# [TEXTO DE ORIGEM]
Em tempos de crise (9) - Recusar todas formas de autismo
Lemos na passagem bíblica do livro do Êxodo 32, 7-14, que o Povo, em determinado momento, desligou-se da sua história, abandonou o seu chefe e criou para si uma situação irreal e de fantasia, fazendo uma grande festa, diante de um bezerro de metal fundido.
Esta mesma ilusão de ficar sozinho, entregue aos seus próprios interesses e apetites, sem consideração pelos outros e pelo bem que igualmente lhes pertence, continua a infiltrar-se hoje na vida das pessoas, dos grupos e dos povos, quando lhes passa pela cabeça que não precisam de mais nada nem ninguém, são a única medida última de si mesmos e dos outros, com a ideia de que podem viver sem prestar contas seja a quem for.
Ora, sobre o imperativo de caminharmos juntos, na plataforma da vida solidária e em partilha, diz o Papa Francisco: “Neste tempo em que as redes e demais instrumentos de comunicação humana alcançam progressos inauditos, sentimos o desafio de descobrir e transmitir a mística de viver juntos... Como seria bom, salutar, libertador, esperançoso, se pudéssemos trilhar este caminho! Sair de si mesmo para se unir aos outros faz bem. Fechar-se em si mesmo é provar o veneno amargo da imanência e a Humanidade perderá com cada opção egoísta que fizermos” (Exortação Apostólica Ev. Gaudium, nº 87).

# [OBJETIVO INDICADO A]
Transcreva o trecho do texto sobre a vida solidária que começa nas palavras "Em tempos de" e termina depois de "de metal fundido.".
# [OBJETIVO INDICADO B]
Escreva a continuação do texto sobre a vida solidária a partir do ponto em que termina.
Os registos vêm de outra fonte.

# [REGISTOS EXTRAÍDOS]
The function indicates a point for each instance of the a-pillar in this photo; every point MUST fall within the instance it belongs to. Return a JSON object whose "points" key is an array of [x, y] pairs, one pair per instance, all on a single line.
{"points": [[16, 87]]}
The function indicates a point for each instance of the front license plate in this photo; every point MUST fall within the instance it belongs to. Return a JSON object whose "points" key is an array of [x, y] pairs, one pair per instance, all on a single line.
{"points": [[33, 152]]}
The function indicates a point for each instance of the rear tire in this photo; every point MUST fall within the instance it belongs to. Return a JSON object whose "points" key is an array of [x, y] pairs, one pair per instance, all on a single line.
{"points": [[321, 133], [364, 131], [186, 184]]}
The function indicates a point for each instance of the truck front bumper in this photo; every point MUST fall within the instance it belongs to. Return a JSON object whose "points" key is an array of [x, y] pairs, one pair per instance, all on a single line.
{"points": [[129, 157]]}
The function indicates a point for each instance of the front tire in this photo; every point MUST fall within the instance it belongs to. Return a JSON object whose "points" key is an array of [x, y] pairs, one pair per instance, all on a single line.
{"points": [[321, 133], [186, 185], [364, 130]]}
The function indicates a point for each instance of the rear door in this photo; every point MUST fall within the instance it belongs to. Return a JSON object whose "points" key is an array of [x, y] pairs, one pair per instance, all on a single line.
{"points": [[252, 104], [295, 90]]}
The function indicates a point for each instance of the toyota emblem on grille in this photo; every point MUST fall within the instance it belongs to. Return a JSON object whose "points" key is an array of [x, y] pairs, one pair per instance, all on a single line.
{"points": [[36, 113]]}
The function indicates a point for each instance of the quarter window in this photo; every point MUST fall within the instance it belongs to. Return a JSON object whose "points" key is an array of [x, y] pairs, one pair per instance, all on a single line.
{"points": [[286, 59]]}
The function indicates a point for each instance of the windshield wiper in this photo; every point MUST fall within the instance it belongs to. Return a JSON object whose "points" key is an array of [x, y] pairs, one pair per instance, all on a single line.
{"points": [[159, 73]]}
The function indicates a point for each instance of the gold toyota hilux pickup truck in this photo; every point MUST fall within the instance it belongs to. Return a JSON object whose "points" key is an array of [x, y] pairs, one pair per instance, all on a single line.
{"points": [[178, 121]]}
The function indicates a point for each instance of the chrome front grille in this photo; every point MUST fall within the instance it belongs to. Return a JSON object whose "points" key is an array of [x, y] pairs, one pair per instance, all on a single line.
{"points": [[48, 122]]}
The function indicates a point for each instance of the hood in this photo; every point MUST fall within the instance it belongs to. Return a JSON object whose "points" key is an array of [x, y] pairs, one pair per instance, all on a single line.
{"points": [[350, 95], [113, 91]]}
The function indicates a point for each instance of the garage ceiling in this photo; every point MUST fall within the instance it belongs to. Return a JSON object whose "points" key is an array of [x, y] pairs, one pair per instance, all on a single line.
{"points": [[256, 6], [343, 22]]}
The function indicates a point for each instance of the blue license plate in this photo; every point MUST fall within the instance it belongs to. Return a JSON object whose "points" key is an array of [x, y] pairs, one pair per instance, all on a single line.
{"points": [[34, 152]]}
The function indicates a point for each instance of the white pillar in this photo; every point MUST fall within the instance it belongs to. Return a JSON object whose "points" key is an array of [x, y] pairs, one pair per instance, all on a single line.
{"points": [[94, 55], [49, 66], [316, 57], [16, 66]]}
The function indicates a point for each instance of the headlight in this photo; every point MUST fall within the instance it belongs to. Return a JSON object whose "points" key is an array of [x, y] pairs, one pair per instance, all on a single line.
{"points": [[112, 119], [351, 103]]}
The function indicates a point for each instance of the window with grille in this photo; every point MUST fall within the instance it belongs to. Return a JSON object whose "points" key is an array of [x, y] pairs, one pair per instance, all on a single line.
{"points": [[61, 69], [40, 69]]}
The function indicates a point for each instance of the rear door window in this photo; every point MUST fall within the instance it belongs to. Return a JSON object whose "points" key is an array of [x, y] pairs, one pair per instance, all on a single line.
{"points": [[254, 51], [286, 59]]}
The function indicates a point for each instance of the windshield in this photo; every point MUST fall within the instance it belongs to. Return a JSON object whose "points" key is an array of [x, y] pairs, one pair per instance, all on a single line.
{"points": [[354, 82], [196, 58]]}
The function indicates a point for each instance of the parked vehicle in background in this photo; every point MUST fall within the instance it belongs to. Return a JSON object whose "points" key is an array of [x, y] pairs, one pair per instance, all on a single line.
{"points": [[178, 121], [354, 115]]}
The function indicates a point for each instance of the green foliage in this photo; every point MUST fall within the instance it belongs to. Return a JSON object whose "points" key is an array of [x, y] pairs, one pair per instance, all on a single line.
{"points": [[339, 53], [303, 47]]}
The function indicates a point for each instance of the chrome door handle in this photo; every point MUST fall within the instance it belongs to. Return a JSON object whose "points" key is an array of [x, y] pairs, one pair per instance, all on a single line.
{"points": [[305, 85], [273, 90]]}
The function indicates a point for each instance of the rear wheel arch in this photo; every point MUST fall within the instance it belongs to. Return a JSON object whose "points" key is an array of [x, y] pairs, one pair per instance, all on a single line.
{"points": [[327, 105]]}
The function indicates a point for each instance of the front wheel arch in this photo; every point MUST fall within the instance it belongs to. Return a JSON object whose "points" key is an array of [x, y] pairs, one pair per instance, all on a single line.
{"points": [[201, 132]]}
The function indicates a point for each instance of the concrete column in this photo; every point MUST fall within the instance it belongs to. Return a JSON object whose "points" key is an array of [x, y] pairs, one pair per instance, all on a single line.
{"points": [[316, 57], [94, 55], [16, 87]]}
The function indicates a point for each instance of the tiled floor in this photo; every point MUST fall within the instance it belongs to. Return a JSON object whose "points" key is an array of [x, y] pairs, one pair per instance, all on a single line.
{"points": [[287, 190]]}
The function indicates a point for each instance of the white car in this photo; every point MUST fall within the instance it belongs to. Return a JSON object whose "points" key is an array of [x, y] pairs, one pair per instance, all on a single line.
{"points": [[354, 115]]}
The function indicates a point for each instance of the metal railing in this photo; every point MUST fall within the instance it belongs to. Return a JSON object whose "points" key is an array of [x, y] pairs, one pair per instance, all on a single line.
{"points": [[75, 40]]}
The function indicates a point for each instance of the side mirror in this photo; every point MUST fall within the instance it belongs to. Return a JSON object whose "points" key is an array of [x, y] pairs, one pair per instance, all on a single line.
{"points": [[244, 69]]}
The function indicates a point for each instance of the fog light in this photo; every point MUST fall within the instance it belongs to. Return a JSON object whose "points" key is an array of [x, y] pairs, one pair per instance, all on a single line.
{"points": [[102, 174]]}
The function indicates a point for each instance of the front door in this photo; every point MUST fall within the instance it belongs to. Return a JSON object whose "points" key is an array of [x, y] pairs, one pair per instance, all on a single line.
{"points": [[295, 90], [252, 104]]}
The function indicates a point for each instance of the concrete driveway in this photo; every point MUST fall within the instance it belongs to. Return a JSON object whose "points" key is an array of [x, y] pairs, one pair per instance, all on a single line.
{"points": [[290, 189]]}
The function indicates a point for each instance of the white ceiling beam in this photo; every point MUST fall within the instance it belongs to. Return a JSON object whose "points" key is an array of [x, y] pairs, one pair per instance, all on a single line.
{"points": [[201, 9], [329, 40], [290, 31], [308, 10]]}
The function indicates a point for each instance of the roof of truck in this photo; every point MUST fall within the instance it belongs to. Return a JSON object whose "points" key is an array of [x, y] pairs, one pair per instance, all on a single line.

# [RESPOSTA CORRETA A]
Em tempos de crise (9) - Recusar todas formas de autismo
Lemos na passagem bíblica do livro do Êxodo 32, 7-14, que o Povo, em determinado momento, desligou-se da sua história, abandonou o seu chefe e criou para si uma situação irreal e de fantasia, fazendo uma grande festa, diante de um bezerro de metal fundido.

# [RESPOSTA CORRETA B]
Embora estando impedidos de sair de casa, pelo estado de emergência que temos de cumprir e, em grau mais rigoroso, a partir das zero horas de hoje, faz-nos bem revisitar estas razões de fundo, que dão sentido ao nosso viver pessoal e comunitário. A vida ganha em qualidade com a abertura das pessoas, dos grupos, dos países uns aos outros. Perde sempre com todas as formas de autismo egoísta, quando as pessoas, os grupos e os países se fecham sobre si próprios, olhando só para os seus interesses e esquecendo que o bem só pode ser bem quando é bem para todos.
Compreendemos agora como este é o grande pecado dos nacionalismos, dos fundamentalismos, dos populismos, sobretudo com a recusa de acolher emigrantes e refugiados ou com outros comportamentos descentrados do bem de todos.
Felizmente que, nestes tempos difíceis e de grande sofrimento, já aparecem alguns sinais que podem indiciar um novo rumo para o futuro da vida comunitária, à escala global.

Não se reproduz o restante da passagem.